[Data items]
start

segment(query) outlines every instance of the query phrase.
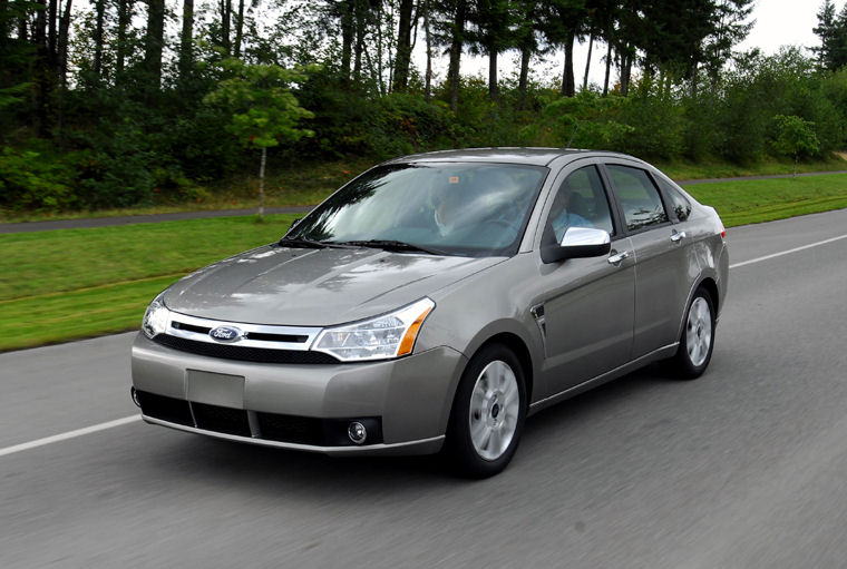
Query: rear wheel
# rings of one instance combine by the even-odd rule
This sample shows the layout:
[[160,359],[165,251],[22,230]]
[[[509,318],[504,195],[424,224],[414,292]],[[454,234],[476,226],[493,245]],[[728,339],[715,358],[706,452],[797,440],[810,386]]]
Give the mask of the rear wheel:
[[680,347],[670,363],[683,380],[700,377],[712,359],[714,347],[714,304],[702,286],[697,290],[685,312]]
[[468,363],[452,404],[445,449],[450,464],[470,478],[503,471],[515,454],[525,418],[520,362],[504,345],[485,346]]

end

_Requirements_.
Arrange all of the lines above as a numbered list, skipping any blank lines and leaving the pictures out of your answer.

_The reply_.
1. segment(query) outlines every instance of the query phrase.
2. Query: rear wheel
3. # rings of one instance combine by the even-odd rule
4. This sample shows the layout:
5. [[160,359],[165,251],[22,230]]
6. [[[509,318],[504,195],[424,224],[414,292]],[[454,234],[476,226],[493,245]],[[728,339],[715,358],[706,452],[797,440],[810,386]]]
7. Give the mask of the rear wheel:
8. [[680,347],[670,363],[683,380],[700,377],[712,359],[714,347],[714,304],[702,286],[697,290],[685,312]]
9. [[468,363],[452,404],[445,449],[450,464],[470,478],[503,471],[515,454],[525,418],[520,362],[504,345],[485,346]]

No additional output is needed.